> **TASK INPUT**:
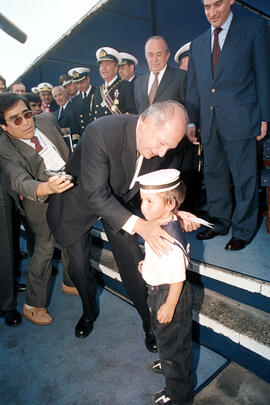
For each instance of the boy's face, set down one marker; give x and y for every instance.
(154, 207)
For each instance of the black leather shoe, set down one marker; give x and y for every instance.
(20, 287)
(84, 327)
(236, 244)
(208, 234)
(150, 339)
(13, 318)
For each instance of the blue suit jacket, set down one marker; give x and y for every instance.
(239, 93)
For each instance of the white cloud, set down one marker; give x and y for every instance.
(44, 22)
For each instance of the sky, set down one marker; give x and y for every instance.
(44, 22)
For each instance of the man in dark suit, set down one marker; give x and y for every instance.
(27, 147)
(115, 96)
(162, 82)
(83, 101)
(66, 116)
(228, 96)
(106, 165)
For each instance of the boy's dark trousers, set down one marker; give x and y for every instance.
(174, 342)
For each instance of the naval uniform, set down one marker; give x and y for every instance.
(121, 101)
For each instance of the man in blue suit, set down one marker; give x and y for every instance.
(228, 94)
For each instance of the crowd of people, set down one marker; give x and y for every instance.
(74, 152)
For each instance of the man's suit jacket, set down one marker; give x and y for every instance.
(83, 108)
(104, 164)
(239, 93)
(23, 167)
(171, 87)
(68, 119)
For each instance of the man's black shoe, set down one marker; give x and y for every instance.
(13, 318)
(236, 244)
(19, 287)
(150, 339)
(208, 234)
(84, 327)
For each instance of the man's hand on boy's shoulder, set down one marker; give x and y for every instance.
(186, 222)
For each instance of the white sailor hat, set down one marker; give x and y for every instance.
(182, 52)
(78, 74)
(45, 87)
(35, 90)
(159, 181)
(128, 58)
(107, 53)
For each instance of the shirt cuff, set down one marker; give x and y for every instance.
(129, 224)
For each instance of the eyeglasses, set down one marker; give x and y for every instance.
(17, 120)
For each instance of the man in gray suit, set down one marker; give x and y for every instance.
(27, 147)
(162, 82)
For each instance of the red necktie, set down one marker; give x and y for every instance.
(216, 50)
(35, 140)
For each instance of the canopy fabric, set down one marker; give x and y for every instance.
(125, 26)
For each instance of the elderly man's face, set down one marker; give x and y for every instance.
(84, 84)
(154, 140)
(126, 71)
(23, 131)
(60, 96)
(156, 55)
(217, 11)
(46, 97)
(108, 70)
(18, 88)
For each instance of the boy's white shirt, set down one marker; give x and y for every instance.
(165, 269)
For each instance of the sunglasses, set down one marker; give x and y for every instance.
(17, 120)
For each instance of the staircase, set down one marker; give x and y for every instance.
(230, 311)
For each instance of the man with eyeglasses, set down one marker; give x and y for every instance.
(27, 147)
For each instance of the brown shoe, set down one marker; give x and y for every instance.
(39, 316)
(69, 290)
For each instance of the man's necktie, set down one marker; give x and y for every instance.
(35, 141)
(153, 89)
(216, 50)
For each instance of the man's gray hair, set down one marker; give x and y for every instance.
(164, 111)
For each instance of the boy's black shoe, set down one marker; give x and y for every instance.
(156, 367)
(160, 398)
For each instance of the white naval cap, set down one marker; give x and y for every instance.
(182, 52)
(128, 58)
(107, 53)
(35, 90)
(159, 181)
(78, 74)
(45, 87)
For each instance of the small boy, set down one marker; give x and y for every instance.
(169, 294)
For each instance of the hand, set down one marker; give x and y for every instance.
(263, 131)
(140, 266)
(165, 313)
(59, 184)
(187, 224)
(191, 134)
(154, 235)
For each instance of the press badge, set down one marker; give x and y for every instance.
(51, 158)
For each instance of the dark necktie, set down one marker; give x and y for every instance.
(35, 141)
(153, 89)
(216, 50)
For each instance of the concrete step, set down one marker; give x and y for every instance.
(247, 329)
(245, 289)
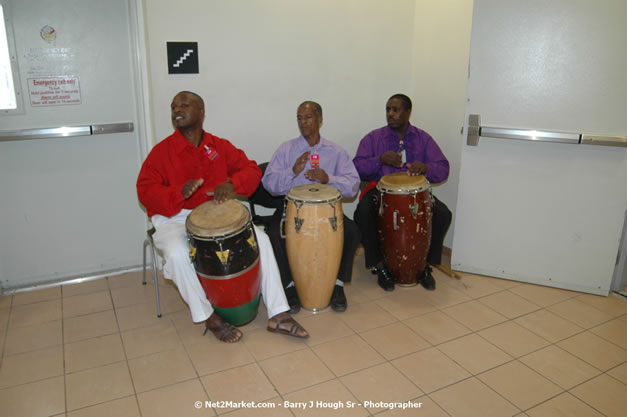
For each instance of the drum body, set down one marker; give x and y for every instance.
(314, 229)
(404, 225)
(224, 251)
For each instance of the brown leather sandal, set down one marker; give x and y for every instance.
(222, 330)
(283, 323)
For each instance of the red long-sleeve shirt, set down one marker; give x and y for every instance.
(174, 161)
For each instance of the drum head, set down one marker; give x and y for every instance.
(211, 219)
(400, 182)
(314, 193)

---

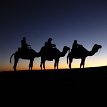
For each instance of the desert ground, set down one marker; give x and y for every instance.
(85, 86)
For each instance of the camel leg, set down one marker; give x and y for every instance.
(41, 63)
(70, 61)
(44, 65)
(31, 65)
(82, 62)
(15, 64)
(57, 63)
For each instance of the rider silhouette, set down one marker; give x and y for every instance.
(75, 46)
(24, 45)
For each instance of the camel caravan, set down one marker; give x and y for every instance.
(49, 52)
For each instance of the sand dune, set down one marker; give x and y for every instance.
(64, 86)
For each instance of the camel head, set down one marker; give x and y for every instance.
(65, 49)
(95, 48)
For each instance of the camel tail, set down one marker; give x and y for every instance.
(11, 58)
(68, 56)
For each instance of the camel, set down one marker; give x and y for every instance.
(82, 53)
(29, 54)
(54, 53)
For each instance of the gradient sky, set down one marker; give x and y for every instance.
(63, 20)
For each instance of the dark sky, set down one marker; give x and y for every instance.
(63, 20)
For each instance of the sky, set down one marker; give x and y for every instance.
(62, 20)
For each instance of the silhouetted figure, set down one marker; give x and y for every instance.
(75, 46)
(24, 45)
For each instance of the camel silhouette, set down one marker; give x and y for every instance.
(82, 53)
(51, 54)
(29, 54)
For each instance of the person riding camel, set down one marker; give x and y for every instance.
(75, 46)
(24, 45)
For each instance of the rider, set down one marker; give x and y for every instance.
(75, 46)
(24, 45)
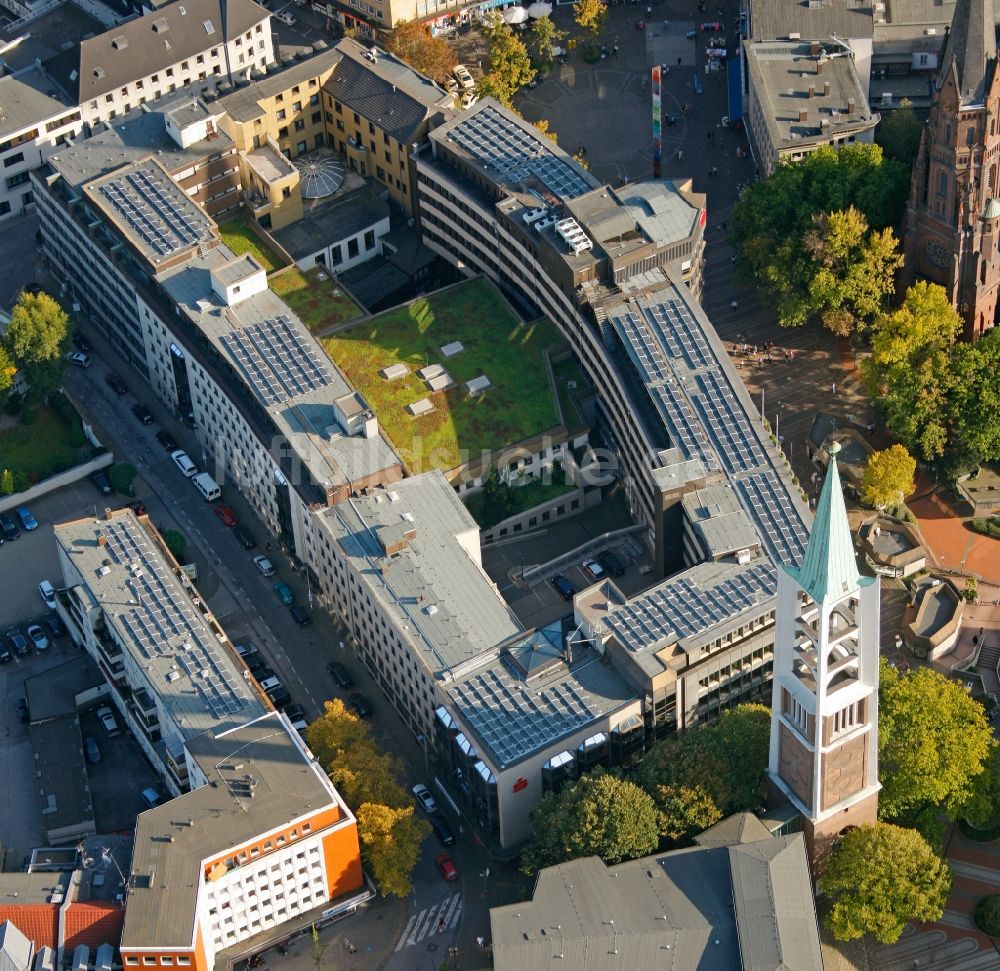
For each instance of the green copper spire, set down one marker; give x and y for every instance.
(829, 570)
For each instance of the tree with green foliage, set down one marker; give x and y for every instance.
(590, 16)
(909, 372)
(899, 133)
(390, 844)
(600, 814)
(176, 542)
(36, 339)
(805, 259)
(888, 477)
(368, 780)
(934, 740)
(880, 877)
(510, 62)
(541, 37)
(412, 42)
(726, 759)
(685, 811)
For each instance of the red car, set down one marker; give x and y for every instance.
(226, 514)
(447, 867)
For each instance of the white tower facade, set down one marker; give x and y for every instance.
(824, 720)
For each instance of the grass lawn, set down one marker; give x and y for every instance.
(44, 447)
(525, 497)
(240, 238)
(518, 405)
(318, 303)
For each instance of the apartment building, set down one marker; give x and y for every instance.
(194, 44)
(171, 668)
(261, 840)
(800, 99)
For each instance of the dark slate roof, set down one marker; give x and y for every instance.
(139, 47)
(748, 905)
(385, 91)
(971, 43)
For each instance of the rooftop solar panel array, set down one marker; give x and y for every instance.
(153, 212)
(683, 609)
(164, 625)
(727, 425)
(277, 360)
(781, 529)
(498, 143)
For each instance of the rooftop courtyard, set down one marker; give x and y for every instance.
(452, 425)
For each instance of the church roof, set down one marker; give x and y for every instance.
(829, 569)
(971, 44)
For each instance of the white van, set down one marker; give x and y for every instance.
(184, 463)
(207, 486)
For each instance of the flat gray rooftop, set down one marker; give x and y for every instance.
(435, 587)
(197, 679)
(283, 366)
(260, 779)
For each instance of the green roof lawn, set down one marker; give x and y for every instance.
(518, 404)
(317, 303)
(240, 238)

> **OBJECTIVE**:
Return every line from the rows above that contains the word "with", matching its case exactly.

> **WRITTEN REPLY**:
For each instance of the man with eyeglasses, set down one marker; give x and y for every instance.
For each instance of the tree with green foliage, set down one marker; give x and y for every instance.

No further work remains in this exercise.